* [To do]:
a) In the guide on whether 47 is prime, how high does the range of integers tested as possible divisors go?
b) Pick up the guide on whether 47 is prime where it stops, and write the next part of the step-by-step check.

* [Excerpt provided]:
▼▼▼
A prime number is a number that has exactly two positive factors: $1$ and itself. This guide walks through a step-by-step method to determine if $47$ is a prime number.
What Is A Prime Number?
A number is considered prime if it has only two distinct positive divisors:
$$ \text{Factors of a prime number} = {1, \text{the number itself}} $$
If you can find any other factor, then the number is not prime.
Step-by-Step: Is 47 Prime?
We test whether $47$ can be divided evenly by any integer from $2$ up to $\sqrt{47} \approx 6.86$.
▲▲▲
* [Provided material]:
▼▼▼
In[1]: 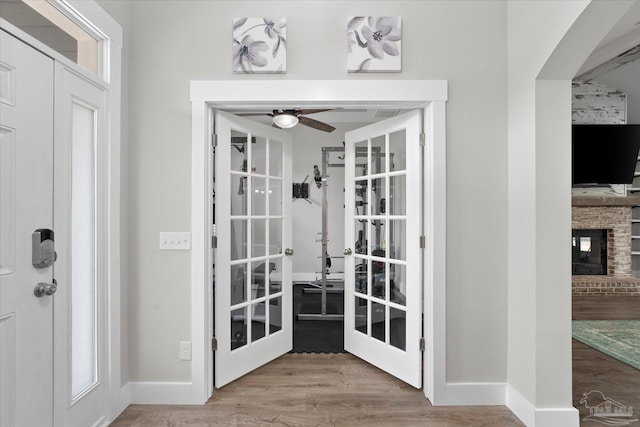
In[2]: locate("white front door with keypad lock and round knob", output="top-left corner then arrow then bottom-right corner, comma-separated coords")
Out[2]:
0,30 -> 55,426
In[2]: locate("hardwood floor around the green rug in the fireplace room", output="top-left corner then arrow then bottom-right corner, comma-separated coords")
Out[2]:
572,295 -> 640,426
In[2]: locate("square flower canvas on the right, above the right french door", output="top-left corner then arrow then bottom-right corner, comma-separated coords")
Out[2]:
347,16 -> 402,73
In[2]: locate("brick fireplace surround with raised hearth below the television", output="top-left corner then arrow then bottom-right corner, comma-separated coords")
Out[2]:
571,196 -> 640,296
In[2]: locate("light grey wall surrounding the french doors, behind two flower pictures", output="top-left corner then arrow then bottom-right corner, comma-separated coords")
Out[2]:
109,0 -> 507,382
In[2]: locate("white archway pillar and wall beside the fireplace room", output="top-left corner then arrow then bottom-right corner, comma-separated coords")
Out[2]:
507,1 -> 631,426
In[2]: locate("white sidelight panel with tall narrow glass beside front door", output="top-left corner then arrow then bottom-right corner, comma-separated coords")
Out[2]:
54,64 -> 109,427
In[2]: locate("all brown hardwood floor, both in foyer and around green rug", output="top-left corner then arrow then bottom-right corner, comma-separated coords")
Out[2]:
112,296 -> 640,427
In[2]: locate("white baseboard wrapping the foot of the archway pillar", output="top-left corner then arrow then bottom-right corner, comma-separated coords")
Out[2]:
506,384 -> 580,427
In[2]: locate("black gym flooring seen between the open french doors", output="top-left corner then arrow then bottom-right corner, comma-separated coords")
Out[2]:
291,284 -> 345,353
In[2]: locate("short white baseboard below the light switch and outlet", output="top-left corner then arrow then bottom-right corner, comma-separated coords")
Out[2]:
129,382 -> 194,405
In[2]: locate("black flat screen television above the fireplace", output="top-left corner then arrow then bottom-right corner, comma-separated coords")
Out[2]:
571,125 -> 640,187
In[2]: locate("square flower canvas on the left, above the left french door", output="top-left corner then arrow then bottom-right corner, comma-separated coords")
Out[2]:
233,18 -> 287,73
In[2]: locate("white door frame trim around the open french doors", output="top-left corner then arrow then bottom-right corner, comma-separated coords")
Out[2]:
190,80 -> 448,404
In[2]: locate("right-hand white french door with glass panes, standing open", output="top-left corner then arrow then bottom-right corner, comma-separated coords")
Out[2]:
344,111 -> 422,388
▲▲▲
* [Task-by-task results]:
a) Up to the square root of 47, about 6.86.

b)
Try 2:
$$ 47 \div 2 = 23.5 \quad \text{(not a whole number)} $$
Try 3:
$$ 47 \div 3 \approx 15.67 \quad \text{(not a whole number)} $$
Try 4:
$$ 47 \div 4 = 11.75 \quad \text{(not a whole number)} $$
Try 5:
$$ 47 \div 5 = 9.4 \quad \text{(not a whole number)} $$
Try 6:
$$ 47 \div 6 \approx 7.83 \quad \text{(not a whole number)} $$
At this point, we’ve reached integers greater than $\sqrt{47}$, so we can stop.
✅ Since none of these numbers divide $47$ evenly, the number has no factors other than $1$ and $47$.
Final Answer
$47$ has only two factors: $1$ and $47$.
✅ So, $47$ is a prime number.